* What is asked *
Reproduce all the material below, substituting "in this image" for every occurrence of "in this photo" and changing nothing else.

* Information shown *
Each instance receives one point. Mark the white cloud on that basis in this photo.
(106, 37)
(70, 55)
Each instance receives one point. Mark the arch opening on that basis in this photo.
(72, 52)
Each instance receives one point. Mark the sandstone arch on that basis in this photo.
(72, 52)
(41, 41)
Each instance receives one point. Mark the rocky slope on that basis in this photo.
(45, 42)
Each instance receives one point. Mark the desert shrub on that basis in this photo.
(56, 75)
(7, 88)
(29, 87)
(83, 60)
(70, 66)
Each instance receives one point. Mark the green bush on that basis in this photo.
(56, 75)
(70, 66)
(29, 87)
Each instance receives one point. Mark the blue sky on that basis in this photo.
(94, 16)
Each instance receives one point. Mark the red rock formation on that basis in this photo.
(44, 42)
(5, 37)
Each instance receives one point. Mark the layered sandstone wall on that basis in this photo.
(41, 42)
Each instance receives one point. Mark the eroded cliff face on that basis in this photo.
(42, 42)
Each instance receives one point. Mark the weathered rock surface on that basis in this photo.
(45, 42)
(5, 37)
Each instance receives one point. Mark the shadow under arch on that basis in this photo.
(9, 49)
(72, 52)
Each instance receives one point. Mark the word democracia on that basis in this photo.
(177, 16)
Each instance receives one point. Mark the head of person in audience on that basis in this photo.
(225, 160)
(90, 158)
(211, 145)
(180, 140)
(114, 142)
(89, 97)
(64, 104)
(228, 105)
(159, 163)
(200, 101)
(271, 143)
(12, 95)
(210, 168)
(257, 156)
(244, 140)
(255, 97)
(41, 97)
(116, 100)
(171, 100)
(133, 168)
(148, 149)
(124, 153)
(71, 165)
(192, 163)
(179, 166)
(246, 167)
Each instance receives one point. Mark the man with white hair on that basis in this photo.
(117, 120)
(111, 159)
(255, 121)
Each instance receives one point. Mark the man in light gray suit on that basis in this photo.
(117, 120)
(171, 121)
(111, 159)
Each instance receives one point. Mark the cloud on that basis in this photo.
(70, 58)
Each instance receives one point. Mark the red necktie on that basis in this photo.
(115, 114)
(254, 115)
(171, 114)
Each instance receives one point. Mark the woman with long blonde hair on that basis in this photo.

* Reply to the task *
Each instance receives one point. Mark the white cloud on that basis in this image.
(106, 37)
(70, 55)
Each instance receives one point. Mark the arch opening on that basis in this image.
(72, 52)
Each instance receives one point. Mark the sandstone arch on that basis in this image.
(72, 52)
(41, 41)
Each instance receives one point. Mark the rocky slope on that basis in this image.
(45, 42)
Each instance receives one point. Mark the desert shrub on that basis in this image.
(56, 75)
(7, 88)
(29, 87)
(83, 60)
(70, 66)
Each instance receives one point. Mark the green bush on that basis in this image.
(56, 75)
(70, 66)
(29, 87)
Each instance receives one point. Mark the blue sky on that basis in this image.
(94, 16)
Each instance receives one point. Mark the red rock formation on that basis in this image.
(44, 42)
(5, 37)
Each instance receives one point. Mark the layered sandstone wall on that basis in this image.
(41, 42)
Each instance receives one point. Mark the eroded cliff face on that basis in this image.
(42, 42)
Each instance receives one point. Mark the weathered rock surface on that basis in this image.
(45, 42)
(5, 37)
Each instance receives one point. Mark the shadow under arch on that basis in this image.
(9, 49)
(72, 52)
Each instance receives one point. Mark the word democracia on that basis in this image.
(177, 16)
Each instance receives one point. Mark the head of person in audience on that basis in this image.
(225, 160)
(90, 158)
(211, 145)
(180, 140)
(114, 142)
(89, 97)
(64, 104)
(228, 105)
(159, 163)
(200, 101)
(271, 143)
(12, 95)
(210, 168)
(257, 156)
(244, 140)
(255, 97)
(41, 97)
(116, 100)
(171, 100)
(133, 168)
(148, 149)
(124, 153)
(71, 165)
(192, 163)
(179, 166)
(246, 167)
Each instance receives one point. Mark the man with white hair on that basis in this image.
(117, 120)
(111, 159)
(255, 121)
Each instance receives one point. Mark the man in light gray suit on that basis in this image.
(117, 120)
(171, 121)
(111, 159)
Each instance receives one point. Mark the cloud on that basis in this image.
(70, 58)
Each instance receives one point. Mark the red necktie on that basis in this image.
(115, 114)
(254, 115)
(171, 114)
Each instance receives one point. Mark the woman with long blonde hair on that basis in this image.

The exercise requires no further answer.